> [PROBLEM STATEMENT]
Please write out the records exactly.

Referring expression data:

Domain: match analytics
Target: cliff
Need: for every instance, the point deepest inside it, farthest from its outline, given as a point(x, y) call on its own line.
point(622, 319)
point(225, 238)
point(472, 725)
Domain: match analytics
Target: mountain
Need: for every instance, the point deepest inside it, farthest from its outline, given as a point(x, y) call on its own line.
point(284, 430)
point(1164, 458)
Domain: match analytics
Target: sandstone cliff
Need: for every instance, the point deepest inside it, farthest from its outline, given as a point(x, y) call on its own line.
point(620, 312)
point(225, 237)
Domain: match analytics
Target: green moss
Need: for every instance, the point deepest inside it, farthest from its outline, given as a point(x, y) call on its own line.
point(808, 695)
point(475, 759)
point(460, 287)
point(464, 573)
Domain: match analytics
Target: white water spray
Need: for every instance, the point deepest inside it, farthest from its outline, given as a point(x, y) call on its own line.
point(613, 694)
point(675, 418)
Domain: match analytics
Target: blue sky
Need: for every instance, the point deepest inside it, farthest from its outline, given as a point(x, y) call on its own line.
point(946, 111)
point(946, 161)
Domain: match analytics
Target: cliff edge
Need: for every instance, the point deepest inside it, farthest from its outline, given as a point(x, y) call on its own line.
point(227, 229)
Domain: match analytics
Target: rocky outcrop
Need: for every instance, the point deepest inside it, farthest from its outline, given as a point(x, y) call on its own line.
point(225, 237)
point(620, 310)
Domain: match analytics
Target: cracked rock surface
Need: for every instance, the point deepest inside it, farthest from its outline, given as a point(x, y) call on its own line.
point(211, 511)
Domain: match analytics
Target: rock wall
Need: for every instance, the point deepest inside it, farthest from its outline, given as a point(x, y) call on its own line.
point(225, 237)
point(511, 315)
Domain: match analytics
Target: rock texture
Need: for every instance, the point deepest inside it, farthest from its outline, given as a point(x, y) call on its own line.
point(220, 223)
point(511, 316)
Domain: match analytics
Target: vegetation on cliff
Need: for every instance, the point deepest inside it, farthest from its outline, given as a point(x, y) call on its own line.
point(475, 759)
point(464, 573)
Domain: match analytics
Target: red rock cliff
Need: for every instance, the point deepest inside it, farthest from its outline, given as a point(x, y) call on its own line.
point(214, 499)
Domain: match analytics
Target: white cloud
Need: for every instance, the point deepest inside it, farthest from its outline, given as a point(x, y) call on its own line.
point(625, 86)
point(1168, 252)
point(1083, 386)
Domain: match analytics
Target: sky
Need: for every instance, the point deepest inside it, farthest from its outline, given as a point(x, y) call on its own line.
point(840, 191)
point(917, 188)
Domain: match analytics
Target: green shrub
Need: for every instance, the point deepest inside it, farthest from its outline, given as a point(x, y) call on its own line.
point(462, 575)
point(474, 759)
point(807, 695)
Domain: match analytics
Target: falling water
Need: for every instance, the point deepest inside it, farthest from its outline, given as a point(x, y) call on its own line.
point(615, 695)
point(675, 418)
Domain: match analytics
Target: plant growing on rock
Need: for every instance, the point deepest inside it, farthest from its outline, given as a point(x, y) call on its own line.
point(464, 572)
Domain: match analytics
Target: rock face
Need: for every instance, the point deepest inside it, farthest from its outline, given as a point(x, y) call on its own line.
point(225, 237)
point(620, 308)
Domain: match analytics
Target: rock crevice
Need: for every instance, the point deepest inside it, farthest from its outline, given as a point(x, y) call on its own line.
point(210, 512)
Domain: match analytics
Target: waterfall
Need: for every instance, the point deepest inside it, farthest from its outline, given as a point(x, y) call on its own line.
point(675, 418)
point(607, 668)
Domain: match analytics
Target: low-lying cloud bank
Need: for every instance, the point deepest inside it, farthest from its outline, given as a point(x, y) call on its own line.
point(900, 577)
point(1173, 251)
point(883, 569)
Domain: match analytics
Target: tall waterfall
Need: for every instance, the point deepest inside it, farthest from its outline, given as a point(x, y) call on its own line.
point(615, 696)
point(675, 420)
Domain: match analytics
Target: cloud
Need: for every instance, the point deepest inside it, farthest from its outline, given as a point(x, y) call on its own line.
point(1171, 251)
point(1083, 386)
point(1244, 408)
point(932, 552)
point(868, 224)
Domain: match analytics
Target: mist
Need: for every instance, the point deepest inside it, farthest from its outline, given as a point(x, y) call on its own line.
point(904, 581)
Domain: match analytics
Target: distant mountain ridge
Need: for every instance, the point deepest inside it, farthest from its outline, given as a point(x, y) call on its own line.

> [THE COMPLETED TASK]
Domain: match analytics
Target: cliff
Need: for every instance, the point deepest inside it, farthest from its outline, given as a point(x, y) call on its own line.
point(622, 319)
point(225, 238)
point(472, 725)
Domain: match analytics
Target: mountain
Need: for every instance, the point deepest inside it, farthest from its outline, given as a point(x, y) call on its own line.
point(284, 430)
point(1164, 458)
Domain: match analytics
Target: sandstone cliff
Need: for every instance, the point deepest inside it, farthest from its outline, given as a point(x, y) call on its own line.
point(620, 312)
point(225, 237)
Domain: match analytics
Target: green moss
Need: for every instance, the point deepest inside it, farthest from its outline, given as a point(x, y) call on its own line.
point(808, 695)
point(475, 759)
point(460, 287)
point(464, 573)
Domain: match analytics
Target: white water spray
Need: for every instance, the point deepest inside it, farthest from its outline, given as a point(x, y) call on its own line.
point(613, 694)
point(675, 418)
Domain: match analytics
Target: blue sky
Need: for every instance, the point deepest inside it, farthest from its outline, given as a point(x, y) call on its own line.
point(946, 111)
point(946, 161)
Domain: match analytics
Target: cliff edge
Need: for every instance, the point deepest inside it, farthest from its outline, given as a point(x, y) call on its own line.
point(227, 229)
Domain: match analytics
Target: rocky outcrop
Need: for every instance, the point deepest inside it, farthest from its outline, given as a point(x, y) call on its own line.
point(225, 237)
point(620, 310)
Domain: match analytics
Target: cracked rock surface
Need: for every instance, the point deepest inside it, farthest from its outline, given as a point(x, y) call on its own line.
point(211, 511)
Domain: match analytics
Target: rock wall
Need: for every instance, the point deepest inside it, farthest from its outline, given as a point(x, y) call on its own line.
point(225, 237)
point(511, 315)
Domain: match analytics
Target: rock texture
Need: for every instance, the point deepest inside it, farthest from its outline, given as a point(x, y) call on its own line.
point(220, 223)
point(511, 316)
Domain: match analytics
Target: vegetation on cliff
Need: for every instance, the point deepest inside it, farthest from its outline, given as a point(x, y) call on its own line.
point(475, 759)
point(464, 573)
Domain: match analytics
Target: red rock cliff
Need: for every instance, the point deepest inside it, farthest from its outline, given as a point(x, y) call on its own line.
point(214, 499)
Domain: match analytics
Target: white cloud
Need: for every instance, the point deepest inside it, farthest from its outline, given as a point(x, y) call on its own line.
point(625, 86)
point(1168, 252)
point(1083, 386)
Domain: match analytics
Target: sky
Need: for every instance, the point deepest inside it, farthest from its outline, given as a point(x, y) call on its own line.
point(840, 191)
point(917, 188)
Domain: match analytics
Target: green shrub
Need: for every instance, the point deepest inside it, farthest from its outline, given as a point(x, y) call on its own line.
point(462, 575)
point(474, 759)
point(807, 695)
Domain: match analytics
Target: falling water
Need: for every instance, the point deepest inside it, farthest from its outline, given as a point(x, y) call on its own line.
point(615, 695)
point(675, 418)
Domain: match analytics
Target: plant growing on rock
Need: for every instance, the point deepest inside it, farthest from its outline, given as a point(x, y) call on its own line.
point(464, 572)
Domain: match analytics
Target: rock face
Need: for every instance, the point deepest inside it, farthest from its outline, given as a point(x, y) call on its own line.
point(225, 237)
point(620, 308)
Domain: match analytics
Target: rock crevice
Need: for every instance, the point deepest inside it, farthest from its outline, given as a point(x, y) call on its own line.
point(210, 512)
Domain: match analytics
Target: waterfall
Need: for every instance, the point deepest inside it, farthest from its outline, given as a point(x, y) call on its own line.
point(675, 418)
point(607, 668)
Domain: match analytics
Target: low-lying cloud bank
Need: for every instance, the point deepest inside it, farthest from its outline, given as a point(x, y) call on its own line.
point(900, 577)
point(1173, 251)
point(883, 569)
Domain: match analytics
Target: tall waterfall
Need: for every instance, the point deepest inside it, farthest from its outline, given as a point(x, y) call on its own line.
point(615, 696)
point(675, 420)
Domain: match analytics
Target: cloud
Need: for every instance, the point deepest inside it, farthest from its outline, given as a point(x, y) call on its own line.
point(1171, 251)
point(1083, 386)
point(1244, 408)
point(932, 552)
point(868, 224)
Domain: match analytics
Target: mist
Need: for every instance, the point deepest inside it, farthest from its outline, given as a point(x, y) call on its own line.
point(904, 581)
Domain: match analytics
Target: distant mountain ridge
Need: for every instance, the point deepest inside it, farthest from its outline, given as a point(x, y) call on its own line.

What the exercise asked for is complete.